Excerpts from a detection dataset
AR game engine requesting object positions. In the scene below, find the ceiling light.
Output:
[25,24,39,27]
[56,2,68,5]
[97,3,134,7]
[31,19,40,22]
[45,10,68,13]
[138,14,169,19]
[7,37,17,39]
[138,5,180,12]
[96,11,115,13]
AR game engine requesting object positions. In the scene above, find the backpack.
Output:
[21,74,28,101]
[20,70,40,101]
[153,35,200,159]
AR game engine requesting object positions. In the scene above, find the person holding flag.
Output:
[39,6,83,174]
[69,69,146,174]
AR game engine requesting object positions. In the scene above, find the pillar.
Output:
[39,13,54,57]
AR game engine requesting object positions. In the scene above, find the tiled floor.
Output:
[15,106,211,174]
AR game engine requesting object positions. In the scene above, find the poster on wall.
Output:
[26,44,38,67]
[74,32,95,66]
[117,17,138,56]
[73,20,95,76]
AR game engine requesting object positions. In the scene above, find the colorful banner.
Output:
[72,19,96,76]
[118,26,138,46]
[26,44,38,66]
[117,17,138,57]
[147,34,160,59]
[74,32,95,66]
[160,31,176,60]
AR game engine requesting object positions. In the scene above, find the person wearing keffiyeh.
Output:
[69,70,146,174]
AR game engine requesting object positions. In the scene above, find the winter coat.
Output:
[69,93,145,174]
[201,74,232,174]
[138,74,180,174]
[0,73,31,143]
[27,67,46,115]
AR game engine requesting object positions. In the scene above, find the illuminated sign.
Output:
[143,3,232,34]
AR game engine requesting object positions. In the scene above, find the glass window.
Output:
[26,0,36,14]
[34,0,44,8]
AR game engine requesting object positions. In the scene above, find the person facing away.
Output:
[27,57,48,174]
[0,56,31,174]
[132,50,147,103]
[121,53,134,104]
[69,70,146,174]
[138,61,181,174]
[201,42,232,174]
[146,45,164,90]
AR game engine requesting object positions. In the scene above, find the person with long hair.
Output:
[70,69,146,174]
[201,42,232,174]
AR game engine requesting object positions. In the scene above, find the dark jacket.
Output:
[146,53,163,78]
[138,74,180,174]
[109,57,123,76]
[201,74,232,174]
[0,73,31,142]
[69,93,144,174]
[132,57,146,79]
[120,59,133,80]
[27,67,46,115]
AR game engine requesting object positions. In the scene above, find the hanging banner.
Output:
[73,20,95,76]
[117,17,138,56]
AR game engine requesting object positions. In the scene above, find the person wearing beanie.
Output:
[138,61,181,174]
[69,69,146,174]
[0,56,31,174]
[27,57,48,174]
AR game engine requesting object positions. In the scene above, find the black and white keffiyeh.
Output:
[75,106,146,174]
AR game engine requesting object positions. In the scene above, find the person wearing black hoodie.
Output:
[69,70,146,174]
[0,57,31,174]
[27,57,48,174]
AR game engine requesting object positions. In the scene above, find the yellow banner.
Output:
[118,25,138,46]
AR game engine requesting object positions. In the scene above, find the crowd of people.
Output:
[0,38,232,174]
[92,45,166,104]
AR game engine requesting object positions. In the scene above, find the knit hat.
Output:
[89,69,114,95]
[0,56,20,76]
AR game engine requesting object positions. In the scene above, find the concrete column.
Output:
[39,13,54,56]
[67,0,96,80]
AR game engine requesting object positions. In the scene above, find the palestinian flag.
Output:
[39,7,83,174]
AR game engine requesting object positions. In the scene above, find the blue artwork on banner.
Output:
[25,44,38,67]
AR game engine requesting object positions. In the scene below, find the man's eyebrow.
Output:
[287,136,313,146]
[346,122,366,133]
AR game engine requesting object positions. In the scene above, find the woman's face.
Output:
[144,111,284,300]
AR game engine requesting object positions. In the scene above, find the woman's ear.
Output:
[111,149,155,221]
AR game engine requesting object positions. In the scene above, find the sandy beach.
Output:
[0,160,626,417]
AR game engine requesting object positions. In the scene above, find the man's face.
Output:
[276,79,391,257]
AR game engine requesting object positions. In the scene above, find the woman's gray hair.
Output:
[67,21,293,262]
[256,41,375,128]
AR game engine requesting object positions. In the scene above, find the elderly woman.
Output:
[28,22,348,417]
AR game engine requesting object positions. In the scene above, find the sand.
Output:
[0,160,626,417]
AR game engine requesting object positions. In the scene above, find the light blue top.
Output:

[Given request] Copy out every one of the records above exactly, without changing anything.

[Full output]
AR game engine requesting object positions. In the scene below, find the ceiling light.
Output:
[25,24,39,27]
[56,2,68,5]
[97,3,134,7]
[31,19,40,22]
[45,10,68,13]
[138,14,169,19]
[7,37,17,39]
[138,5,180,12]
[96,11,115,13]
AR game engine requesting object positions. In the scene above, find the backpack.
Output:
[21,74,28,101]
[20,70,40,101]
[153,35,200,159]
AR game engine requesting object positions. In the scene above, find the person holding flag.
Output:
[39,6,83,174]
[69,69,146,174]
AR game engine requesting object positions. In the scene above, find the pillar.
Output:
[39,13,54,57]
AR game engine requesting object positions. In the scene above, find the tiled floor.
Output:
[15,106,211,174]
AR game engine requesting object positions. In the scene above, find the poster on wall.
Output:
[26,44,38,67]
[74,32,95,66]
[117,17,138,56]
[73,20,95,76]
AR game engine requesting object positions. In the scene above, find the colorful banner.
Output:
[72,19,96,76]
[118,26,138,46]
[26,44,38,66]
[117,17,138,57]
[147,34,160,59]
[74,32,95,66]
[160,31,176,60]
AR game engine requesting object positions. In the scene above, find the person wearing keffiyeh.
Output:
[69,70,146,174]
AR game engine requesting object positions. In the scene above, find the winter coat.
Output:
[69,93,145,174]
[201,74,232,174]
[138,74,180,174]
[0,73,31,143]
[27,67,46,115]
AR game engine requesting object positions. In the scene above, find the illuminated sign.
Output:
[143,3,232,34]
AR game engine requesting object positions. In the scene above, find the glass window.
Output:
[26,0,36,14]
[34,0,44,8]
AR game engine requesting object positions. In the scene above, find the person facing away.
Output:
[27,57,48,174]
[0,56,31,174]
[132,50,147,103]
[121,53,134,104]
[69,70,146,174]
[138,61,181,174]
[201,42,232,174]
[146,45,164,90]
AR game engine requesting object positions. In the scene above, find the person with long hair.
Output:
[70,69,146,174]
[201,42,232,174]
AR game engine requesting object positions. In the scene above, find the dark jacket.
Output:
[146,53,163,78]
[138,74,180,174]
[109,57,123,76]
[201,74,232,174]
[0,73,31,142]
[69,93,144,174]
[132,57,146,79]
[120,59,133,80]
[27,67,46,115]
AR game engine requesting object positions. In the scene above, find the hanging banner.
Output:
[73,20,95,76]
[117,17,138,56]
AR game engine requesting object positions. In the scene above, find the person wearing beanie.
Output:
[138,61,181,174]
[69,69,146,174]
[0,56,31,174]
[27,57,48,174]
AR game engine requesting object positions. In the scene above, find the black and white keffiyeh.
Output:
[75,106,146,174]
AR game engine requesting object positions. In the scene above, find the person wearing black hoodie.
Output:
[69,70,146,174]
[0,57,31,174]
[27,57,48,174]
AR game engine requesting object positions. In the scene above, find the yellow banner.
Output:
[118,25,138,46]
AR game engine requesting object positions. In the scene above, find the crowd of people.
Output:
[0,38,232,174]
[92,45,166,104]
AR game engine requesting object positions. In the scene above, find the knit hat.
Output:
[89,69,114,95]
[0,56,20,76]
AR game engine requesting object positions. In the scene above, find the concrete column.
Output:
[39,13,54,56]
[67,0,96,80]
AR game engine requesting object positions. In the scene above, find the palestinian flag.
Output:
[39,7,83,174]
AR game engine requesting object positions. In the scene above, find the blue artwork on banner.
Output:
[25,44,38,67]
AR game engine requesting object positions. In the scene below, find the man's eyebrow.
Output:
[287,136,313,146]
[346,122,366,133]
AR game engine requesting object positions. In the scene above, find the woman's face.
Output:
[144,111,284,300]
AR game engine requesting object positions. In the scene above, find the woman's ear.
Output:
[111,149,155,221]
AR game engine requesting object positions. In the scene above, find the sandy beach.
Output:
[0,160,626,417]
AR game engine requesting object positions. In the scene above, find the man's face.
Output:
[276,79,391,257]
AR game engine requesting object positions. In the scene above, find the woman's gray hair.
Output:
[67,21,293,262]
[256,41,375,128]
AR game engine requesting object positions. In the scene above, find the elderly woman.
Output:
[28,22,348,417]
AR game engine requesting object positions. In the scene above, find the sand.
Output:
[0,160,626,417]
AR game engine requesting object positions. In the scene above, find the light blue top.
Output:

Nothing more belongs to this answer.